One line at a time, check the entries below for the word "face", and copy each line that has it.

■ Dataset entries:
Start of Block

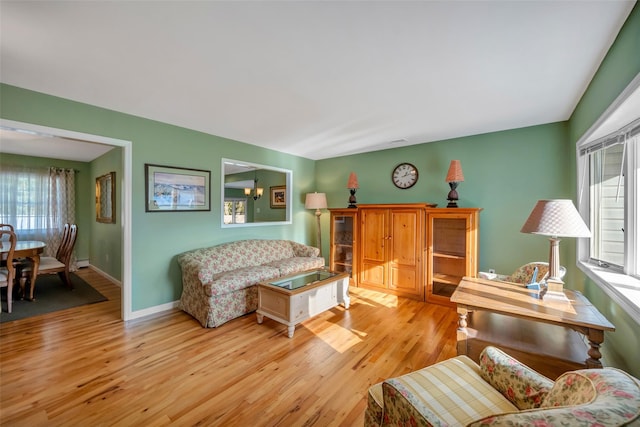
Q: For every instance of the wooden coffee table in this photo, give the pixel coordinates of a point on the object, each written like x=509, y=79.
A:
x=540, y=333
x=293, y=299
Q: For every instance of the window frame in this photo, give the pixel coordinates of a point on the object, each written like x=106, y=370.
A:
x=622, y=285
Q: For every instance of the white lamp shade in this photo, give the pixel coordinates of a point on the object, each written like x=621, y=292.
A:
x=558, y=218
x=315, y=201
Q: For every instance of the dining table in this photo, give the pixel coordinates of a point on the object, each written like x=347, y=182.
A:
x=30, y=249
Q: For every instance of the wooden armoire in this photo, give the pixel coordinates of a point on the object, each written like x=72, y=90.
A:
x=410, y=249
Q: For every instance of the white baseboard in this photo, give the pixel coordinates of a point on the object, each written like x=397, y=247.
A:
x=138, y=313
x=103, y=274
x=153, y=310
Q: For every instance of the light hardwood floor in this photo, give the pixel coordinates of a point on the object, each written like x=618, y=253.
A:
x=85, y=367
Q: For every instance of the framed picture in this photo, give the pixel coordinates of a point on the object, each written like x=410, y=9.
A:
x=278, y=197
x=170, y=189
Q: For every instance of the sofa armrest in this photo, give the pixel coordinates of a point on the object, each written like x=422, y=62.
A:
x=402, y=408
x=523, y=386
x=304, y=250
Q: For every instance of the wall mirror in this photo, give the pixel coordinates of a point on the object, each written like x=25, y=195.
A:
x=254, y=194
x=106, y=198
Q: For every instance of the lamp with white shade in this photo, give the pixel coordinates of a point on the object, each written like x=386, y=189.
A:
x=555, y=218
x=352, y=185
x=317, y=201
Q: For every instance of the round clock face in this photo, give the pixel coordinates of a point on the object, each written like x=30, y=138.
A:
x=404, y=176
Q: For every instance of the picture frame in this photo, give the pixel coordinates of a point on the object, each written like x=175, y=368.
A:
x=175, y=189
x=106, y=198
x=278, y=197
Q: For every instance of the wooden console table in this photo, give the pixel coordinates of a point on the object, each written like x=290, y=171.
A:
x=546, y=335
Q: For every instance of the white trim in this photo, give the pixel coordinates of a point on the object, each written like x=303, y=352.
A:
x=126, y=194
x=623, y=289
x=106, y=275
x=289, y=182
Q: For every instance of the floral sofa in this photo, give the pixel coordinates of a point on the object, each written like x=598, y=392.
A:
x=219, y=282
x=503, y=392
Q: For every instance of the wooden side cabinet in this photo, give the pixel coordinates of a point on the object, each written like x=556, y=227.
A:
x=392, y=249
x=344, y=242
x=452, y=254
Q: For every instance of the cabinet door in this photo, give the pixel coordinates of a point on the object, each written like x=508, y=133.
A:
x=374, y=248
x=453, y=236
x=405, y=253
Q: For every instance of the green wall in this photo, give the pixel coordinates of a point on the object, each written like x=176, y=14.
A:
x=106, y=239
x=505, y=174
x=85, y=206
x=619, y=68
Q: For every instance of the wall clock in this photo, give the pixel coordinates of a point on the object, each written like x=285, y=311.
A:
x=404, y=176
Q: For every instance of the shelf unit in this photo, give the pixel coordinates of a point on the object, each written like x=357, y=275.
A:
x=343, y=243
x=452, y=241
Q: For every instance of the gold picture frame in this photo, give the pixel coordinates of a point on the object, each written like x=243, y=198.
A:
x=171, y=189
x=278, y=197
x=106, y=198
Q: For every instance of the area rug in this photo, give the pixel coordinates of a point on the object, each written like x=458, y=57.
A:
x=51, y=295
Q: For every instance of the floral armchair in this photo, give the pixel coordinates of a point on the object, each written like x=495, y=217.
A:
x=501, y=391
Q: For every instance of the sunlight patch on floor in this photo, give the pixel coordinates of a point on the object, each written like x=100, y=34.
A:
x=337, y=337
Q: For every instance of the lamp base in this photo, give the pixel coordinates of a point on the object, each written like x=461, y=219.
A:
x=452, y=197
x=352, y=198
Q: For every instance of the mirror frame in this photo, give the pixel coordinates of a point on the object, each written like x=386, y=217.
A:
x=288, y=209
x=106, y=198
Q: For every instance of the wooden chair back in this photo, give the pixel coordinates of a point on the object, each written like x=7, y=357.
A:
x=69, y=236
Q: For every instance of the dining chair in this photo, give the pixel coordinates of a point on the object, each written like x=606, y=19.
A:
x=7, y=271
x=61, y=263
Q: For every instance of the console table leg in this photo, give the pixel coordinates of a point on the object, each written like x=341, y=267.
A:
x=462, y=333
x=596, y=338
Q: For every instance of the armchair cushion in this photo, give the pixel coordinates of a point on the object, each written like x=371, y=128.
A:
x=589, y=397
x=451, y=392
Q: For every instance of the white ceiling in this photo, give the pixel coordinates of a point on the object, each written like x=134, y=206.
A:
x=316, y=79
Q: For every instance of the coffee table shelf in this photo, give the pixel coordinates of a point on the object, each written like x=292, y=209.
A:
x=291, y=300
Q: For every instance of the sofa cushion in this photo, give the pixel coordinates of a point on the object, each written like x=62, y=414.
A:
x=241, y=278
x=590, y=397
x=450, y=392
x=523, y=386
x=230, y=256
x=296, y=264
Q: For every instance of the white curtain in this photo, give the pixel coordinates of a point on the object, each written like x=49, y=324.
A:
x=37, y=202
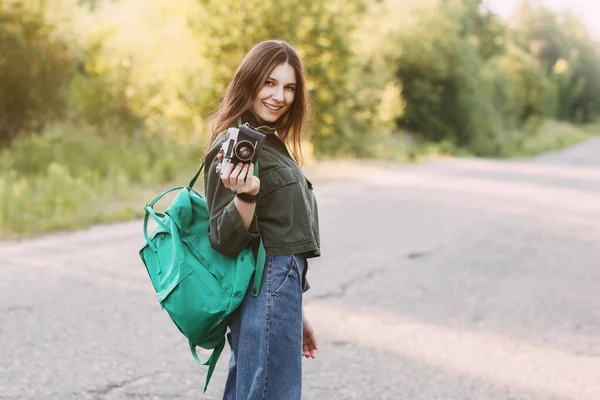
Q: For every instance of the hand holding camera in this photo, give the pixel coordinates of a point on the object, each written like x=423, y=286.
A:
x=237, y=156
x=240, y=178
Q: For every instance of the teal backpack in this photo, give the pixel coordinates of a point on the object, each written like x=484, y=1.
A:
x=197, y=286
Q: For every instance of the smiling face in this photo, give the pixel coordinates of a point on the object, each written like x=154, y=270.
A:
x=277, y=94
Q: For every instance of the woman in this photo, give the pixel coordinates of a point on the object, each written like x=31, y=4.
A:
x=268, y=334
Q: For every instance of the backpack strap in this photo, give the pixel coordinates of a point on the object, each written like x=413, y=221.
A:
x=212, y=360
x=195, y=178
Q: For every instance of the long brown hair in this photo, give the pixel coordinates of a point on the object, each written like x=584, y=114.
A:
x=247, y=82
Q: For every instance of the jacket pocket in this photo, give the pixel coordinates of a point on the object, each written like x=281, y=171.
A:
x=282, y=208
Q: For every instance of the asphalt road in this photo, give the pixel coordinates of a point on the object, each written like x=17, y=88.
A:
x=455, y=279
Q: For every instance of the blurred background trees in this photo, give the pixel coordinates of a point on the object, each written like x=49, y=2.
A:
x=95, y=91
x=440, y=70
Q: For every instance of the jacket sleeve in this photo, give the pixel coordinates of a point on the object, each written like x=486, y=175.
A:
x=226, y=230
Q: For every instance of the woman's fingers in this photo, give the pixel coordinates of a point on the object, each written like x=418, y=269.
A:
x=231, y=183
x=240, y=178
x=225, y=175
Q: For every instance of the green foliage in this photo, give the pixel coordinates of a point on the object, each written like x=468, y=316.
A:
x=103, y=99
x=62, y=179
x=317, y=28
x=34, y=67
x=562, y=46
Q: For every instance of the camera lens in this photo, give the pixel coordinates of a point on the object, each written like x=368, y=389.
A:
x=244, y=150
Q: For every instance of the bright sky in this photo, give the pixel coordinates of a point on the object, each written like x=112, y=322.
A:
x=587, y=10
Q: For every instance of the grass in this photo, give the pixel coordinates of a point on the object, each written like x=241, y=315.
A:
x=63, y=181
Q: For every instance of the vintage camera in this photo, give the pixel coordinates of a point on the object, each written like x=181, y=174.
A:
x=243, y=144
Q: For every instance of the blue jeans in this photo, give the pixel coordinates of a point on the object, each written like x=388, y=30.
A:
x=265, y=335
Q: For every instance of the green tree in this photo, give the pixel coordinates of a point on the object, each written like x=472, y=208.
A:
x=34, y=67
x=319, y=29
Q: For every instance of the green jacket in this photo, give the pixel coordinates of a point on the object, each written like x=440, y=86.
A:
x=286, y=209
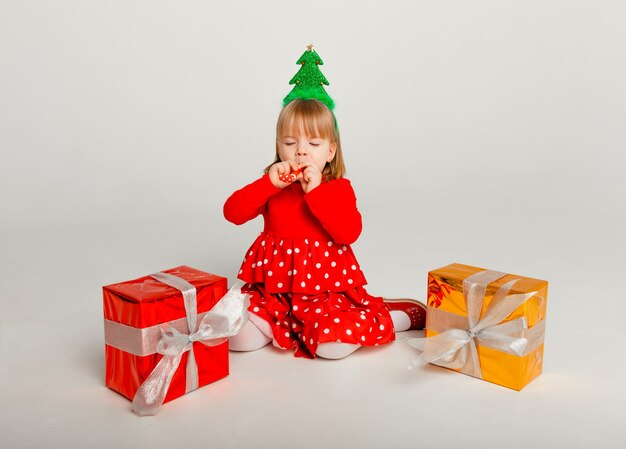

End of Block

■ Output below:
Q: For every instance of the round clock face in this photo, give the pixel coordinates of a point on the object, each written like x=30, y=138.
Q: For every instance of the smiling face in this photo, give the pixel coordinates of a point on the object, each written like x=154, y=270.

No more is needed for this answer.